- _Problem description_: State how many lines of the material below contain the string "door". Give only the number.
* * *
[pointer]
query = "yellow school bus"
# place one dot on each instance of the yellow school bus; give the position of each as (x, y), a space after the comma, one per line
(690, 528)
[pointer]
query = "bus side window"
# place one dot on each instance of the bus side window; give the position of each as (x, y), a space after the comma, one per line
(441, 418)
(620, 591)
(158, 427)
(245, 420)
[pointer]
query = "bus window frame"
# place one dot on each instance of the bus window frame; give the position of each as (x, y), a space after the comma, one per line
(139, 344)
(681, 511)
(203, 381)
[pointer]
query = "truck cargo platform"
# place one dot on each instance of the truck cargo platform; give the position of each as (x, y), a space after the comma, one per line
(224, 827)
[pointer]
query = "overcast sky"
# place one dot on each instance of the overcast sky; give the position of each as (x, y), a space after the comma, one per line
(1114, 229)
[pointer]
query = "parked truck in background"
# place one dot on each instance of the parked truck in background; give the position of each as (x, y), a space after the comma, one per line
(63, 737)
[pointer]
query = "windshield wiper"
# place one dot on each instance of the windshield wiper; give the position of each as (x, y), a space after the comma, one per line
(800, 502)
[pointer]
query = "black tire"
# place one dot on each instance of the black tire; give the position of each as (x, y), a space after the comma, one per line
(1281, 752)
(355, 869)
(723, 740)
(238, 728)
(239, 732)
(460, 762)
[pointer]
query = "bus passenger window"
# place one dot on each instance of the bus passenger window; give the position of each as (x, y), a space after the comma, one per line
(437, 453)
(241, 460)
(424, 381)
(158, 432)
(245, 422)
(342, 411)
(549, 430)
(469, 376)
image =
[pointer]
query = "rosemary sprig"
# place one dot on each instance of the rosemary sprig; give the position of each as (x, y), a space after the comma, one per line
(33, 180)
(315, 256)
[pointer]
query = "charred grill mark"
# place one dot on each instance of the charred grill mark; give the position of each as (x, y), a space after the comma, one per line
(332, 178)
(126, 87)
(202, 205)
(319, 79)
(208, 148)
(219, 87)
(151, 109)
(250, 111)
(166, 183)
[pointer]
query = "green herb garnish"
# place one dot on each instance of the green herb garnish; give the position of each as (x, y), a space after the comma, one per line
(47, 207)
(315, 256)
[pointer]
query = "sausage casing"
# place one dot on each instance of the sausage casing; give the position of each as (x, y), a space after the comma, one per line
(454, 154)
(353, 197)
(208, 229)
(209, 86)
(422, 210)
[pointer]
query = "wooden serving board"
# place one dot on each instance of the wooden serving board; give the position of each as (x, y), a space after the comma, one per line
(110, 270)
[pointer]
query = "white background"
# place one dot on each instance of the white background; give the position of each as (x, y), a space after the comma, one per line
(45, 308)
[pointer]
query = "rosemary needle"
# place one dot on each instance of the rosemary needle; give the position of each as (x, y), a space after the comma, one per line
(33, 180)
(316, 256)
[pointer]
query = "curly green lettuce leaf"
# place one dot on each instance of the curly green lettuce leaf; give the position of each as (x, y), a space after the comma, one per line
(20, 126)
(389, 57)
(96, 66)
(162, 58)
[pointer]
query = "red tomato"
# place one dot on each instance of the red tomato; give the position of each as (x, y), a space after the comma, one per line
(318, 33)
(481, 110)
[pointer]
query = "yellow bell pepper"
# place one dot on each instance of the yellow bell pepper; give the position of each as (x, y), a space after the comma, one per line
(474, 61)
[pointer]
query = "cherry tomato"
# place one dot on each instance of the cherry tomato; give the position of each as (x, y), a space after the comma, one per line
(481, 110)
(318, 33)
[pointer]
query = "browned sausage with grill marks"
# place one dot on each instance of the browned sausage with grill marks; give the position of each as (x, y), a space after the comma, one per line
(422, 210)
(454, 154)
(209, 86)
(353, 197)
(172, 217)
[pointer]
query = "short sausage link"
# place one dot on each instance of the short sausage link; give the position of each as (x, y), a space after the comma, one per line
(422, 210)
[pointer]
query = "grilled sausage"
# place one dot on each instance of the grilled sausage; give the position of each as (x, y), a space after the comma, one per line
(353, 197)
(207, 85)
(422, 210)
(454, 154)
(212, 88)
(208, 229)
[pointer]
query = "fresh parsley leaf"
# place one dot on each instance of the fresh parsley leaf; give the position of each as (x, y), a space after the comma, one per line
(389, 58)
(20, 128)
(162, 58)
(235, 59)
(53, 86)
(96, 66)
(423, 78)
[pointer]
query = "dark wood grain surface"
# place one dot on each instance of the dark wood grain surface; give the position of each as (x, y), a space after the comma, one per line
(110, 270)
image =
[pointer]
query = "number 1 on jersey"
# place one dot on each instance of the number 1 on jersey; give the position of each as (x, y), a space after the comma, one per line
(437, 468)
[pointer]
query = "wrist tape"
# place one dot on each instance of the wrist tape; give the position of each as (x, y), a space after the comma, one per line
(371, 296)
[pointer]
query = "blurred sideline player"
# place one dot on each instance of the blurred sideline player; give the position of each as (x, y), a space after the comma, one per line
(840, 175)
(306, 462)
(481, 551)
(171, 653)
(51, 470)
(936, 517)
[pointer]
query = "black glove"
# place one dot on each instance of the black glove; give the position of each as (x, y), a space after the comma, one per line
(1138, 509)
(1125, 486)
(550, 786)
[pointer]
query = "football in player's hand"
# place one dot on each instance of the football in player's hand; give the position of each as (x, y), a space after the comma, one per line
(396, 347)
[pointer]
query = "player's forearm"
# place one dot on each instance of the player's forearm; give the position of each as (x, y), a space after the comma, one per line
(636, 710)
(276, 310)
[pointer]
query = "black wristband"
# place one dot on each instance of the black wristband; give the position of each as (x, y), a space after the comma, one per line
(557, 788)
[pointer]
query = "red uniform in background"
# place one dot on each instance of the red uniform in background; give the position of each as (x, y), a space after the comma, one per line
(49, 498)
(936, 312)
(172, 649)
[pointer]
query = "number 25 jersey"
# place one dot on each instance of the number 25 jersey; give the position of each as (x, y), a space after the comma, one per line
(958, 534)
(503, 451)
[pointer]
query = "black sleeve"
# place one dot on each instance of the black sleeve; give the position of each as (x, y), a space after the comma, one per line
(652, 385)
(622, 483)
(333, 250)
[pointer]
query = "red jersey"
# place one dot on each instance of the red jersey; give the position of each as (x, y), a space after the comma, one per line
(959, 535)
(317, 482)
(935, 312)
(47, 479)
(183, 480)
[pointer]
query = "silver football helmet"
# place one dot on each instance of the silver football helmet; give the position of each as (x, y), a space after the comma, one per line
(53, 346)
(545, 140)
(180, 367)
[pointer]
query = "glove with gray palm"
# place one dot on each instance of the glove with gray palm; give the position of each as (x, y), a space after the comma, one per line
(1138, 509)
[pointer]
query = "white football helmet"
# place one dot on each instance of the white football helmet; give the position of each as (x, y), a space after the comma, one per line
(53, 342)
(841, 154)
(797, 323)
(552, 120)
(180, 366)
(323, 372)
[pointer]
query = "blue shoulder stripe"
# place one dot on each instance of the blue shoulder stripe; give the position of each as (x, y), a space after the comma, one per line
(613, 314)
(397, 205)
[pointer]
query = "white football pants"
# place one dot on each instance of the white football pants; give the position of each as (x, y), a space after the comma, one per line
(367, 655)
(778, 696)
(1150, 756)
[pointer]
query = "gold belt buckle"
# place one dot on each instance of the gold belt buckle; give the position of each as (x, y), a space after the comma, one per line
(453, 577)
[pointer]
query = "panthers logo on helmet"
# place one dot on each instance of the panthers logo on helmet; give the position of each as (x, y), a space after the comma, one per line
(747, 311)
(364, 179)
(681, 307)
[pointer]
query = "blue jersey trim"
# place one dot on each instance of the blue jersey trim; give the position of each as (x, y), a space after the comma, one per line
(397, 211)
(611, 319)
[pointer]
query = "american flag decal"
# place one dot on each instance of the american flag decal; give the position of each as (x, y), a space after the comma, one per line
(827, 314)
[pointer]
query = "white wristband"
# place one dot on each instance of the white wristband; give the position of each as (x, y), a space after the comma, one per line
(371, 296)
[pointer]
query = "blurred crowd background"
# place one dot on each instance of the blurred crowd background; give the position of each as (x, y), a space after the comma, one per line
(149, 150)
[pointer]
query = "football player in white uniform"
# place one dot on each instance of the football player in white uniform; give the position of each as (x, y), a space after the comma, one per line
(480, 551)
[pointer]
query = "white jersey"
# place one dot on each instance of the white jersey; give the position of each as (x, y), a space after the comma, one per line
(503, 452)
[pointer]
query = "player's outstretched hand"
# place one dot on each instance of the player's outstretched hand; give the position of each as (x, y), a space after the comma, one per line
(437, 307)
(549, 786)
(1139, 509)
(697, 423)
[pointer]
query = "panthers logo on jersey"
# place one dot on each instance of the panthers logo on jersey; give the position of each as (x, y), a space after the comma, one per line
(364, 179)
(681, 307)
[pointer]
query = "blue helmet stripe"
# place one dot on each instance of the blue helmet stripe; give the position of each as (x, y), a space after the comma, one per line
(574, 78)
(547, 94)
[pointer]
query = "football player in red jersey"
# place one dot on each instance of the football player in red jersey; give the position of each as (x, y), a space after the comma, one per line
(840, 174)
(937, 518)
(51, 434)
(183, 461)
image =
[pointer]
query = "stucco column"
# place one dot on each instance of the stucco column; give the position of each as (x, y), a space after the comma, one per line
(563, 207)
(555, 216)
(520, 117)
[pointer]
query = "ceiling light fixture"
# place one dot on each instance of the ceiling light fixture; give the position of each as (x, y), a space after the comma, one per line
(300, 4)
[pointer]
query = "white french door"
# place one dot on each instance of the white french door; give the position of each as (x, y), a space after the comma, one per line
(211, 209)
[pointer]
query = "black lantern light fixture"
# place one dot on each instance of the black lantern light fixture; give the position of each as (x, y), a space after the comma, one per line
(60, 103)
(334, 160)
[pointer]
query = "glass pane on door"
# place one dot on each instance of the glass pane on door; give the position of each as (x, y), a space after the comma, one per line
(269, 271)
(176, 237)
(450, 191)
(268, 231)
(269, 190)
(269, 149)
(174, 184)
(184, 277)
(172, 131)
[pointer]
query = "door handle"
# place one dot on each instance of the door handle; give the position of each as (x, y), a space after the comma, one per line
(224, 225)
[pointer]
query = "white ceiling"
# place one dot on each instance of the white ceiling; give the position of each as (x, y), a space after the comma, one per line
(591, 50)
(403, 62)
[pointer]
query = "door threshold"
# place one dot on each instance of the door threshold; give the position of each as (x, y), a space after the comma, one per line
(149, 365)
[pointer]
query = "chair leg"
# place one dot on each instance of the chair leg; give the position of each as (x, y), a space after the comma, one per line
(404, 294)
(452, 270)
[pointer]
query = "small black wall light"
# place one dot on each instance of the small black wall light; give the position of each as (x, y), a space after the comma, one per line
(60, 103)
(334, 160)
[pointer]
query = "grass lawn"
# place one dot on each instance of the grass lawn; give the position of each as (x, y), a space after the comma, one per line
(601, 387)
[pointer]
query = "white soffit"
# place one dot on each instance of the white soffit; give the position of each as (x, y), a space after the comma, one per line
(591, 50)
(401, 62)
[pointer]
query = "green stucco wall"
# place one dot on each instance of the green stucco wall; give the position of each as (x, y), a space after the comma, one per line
* * *
- _Right answer_: 8